:: Exercise directions ::
Quote the passage on water loss and aging infrastructure word for word, starting with "Over-exploitation of groundwater" and going on through "and repair plans.".

:: Text provided ::

In 60% of European cities with more than 100,000 people, groundwater is being used at a faster rate than it can be replenished.
Over-exploitation of groundwater
Infrastructure Monitoring And Repairs
Another key in the water savings puzzle is the ongoing need worldwide for infrastructure monitoring and repair to prevent loss of water through delivery systems. These small amounts become increasingly larger over time. Monitoring aging infrastructure and creating new technologies such as wireless smart valves and pipe defect and leak-detection sensing devices are helping, but they must be used along with water policies such as routine reporting and repair plans.
How big is the problem? According to a 2013 report from the Center for Neighborhood Technology, in the U.S., an estimated 2.1 trillion gallons per year about 16% of the water used in the nation daily is lost through outdated and leaky infrastructure. In Europe, the estimated value of water lost through leaky infrastructure is roughly 80 billion euros per year, according to the Community Research and Development Information Service.

:: Supplied data ::
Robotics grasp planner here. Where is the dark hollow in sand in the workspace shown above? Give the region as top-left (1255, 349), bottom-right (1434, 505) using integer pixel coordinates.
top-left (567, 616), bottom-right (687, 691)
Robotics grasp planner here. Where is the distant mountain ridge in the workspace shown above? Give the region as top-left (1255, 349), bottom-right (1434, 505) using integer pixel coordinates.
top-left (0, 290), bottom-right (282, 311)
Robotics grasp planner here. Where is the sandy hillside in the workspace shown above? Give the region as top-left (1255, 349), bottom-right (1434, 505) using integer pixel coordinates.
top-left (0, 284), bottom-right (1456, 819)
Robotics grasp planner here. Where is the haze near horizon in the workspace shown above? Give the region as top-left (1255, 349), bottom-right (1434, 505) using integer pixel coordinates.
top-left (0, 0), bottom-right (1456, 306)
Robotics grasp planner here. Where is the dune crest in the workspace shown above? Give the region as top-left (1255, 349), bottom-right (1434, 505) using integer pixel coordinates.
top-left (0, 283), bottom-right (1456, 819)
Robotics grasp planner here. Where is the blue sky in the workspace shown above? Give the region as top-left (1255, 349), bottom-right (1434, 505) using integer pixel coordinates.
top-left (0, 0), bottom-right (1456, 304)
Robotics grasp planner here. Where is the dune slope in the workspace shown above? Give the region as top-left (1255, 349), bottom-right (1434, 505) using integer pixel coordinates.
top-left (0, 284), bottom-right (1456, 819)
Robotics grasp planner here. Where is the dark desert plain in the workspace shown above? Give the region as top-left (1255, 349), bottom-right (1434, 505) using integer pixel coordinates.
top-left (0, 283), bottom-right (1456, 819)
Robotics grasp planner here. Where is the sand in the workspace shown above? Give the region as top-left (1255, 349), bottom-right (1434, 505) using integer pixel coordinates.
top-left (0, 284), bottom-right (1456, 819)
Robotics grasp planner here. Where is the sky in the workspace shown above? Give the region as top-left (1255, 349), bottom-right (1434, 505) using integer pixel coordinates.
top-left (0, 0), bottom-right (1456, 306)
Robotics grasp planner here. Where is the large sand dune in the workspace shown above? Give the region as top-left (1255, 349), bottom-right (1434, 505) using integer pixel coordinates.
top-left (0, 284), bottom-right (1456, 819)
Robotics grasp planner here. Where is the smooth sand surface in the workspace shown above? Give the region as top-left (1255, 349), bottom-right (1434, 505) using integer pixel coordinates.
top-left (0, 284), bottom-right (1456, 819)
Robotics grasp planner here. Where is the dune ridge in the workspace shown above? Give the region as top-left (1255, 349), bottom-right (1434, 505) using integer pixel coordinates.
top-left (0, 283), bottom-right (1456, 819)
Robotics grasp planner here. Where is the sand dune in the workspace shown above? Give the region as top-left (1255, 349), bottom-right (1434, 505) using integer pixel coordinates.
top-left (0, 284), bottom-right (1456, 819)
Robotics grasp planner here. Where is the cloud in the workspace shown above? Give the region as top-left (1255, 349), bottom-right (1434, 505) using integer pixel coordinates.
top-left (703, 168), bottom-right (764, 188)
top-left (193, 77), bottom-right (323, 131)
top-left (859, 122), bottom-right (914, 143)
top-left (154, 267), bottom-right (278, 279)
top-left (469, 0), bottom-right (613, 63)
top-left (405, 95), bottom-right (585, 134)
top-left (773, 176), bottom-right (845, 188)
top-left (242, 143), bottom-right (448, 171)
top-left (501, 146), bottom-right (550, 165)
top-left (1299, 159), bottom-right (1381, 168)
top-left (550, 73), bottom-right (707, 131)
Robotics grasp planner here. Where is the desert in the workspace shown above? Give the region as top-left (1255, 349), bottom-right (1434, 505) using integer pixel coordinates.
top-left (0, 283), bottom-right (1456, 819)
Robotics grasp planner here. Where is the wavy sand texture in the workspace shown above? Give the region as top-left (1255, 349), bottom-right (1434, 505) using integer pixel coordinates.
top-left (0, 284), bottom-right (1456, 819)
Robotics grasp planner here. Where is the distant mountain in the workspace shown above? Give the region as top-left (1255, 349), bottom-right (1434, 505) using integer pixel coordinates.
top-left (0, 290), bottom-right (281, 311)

:: Final result ::
Over-exploitation of groundwater
Infrastructure Monitoring And Repairs
Another key in the water savings puzzle is the ongoing need worldwide for infrastructure monitoring and repair to prevent loss of water through delivery systems. These small amounts become increasingly larger over time. Monitoring aging infrastructure and creating new technologies such as wireless smart valves and pipe defect and leak-detection sensing devices are helping, but they must be used along with water policies such as routine reporting and repair plans.